=== Section Start ===
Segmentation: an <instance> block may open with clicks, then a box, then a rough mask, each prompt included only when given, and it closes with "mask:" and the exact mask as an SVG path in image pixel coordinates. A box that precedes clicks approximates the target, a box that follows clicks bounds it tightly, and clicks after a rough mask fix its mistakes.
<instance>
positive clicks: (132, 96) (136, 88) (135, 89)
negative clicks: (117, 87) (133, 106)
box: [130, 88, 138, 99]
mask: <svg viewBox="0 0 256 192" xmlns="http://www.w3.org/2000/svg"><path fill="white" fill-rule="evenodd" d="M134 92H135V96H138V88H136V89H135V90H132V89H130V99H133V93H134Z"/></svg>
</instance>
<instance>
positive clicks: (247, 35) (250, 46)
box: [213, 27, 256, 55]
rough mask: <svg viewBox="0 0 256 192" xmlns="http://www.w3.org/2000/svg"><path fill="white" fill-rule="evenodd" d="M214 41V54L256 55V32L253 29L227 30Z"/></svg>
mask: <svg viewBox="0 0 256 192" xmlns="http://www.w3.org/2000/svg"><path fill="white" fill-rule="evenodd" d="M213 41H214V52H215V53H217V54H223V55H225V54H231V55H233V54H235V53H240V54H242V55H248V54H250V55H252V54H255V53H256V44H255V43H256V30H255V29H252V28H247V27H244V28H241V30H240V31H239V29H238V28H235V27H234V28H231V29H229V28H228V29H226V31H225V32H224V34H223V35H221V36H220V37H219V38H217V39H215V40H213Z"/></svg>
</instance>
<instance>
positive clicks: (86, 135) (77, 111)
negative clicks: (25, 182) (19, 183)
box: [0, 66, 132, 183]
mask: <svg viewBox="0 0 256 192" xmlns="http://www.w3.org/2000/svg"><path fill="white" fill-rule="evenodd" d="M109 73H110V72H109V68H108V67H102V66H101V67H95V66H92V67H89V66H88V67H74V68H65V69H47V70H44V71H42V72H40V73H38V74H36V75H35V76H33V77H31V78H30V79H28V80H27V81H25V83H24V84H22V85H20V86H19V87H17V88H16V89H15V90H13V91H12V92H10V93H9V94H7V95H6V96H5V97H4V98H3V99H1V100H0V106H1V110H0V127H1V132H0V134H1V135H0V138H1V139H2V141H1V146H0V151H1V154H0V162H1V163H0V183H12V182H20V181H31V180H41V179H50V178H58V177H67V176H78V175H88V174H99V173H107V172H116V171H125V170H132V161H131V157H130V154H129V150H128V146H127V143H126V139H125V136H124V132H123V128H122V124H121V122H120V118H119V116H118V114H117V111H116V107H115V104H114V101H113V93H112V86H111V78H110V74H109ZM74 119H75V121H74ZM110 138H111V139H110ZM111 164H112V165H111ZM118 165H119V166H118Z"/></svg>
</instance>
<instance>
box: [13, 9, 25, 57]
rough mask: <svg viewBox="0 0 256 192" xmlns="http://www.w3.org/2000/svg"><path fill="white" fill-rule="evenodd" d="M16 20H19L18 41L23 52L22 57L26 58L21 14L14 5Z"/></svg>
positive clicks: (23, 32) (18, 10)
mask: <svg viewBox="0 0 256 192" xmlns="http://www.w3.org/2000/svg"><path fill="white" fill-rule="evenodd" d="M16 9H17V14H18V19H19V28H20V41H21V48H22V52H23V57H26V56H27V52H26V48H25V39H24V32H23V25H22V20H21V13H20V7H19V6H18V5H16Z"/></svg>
=== Section End ===
* **Task instructions**: Take the lines from the first line of the listing to the line containing "negative clicks: (117, 87) (133, 106)". Please print them exactly, ends included, with nothing else.

* **Worked solution**:
Segmentation: an <instance> block may open with clicks, then a box, then a rough mask, each prompt included only when given, and it closes with "mask:" and the exact mask as an SVG path in image pixel coordinates. A box that precedes clicks approximates the target, a box that follows clicks bounds it tightly, and clicks after a rough mask fix its mistakes.
<instance>
positive clicks: (132, 96) (136, 88) (135, 89)
negative clicks: (117, 87) (133, 106)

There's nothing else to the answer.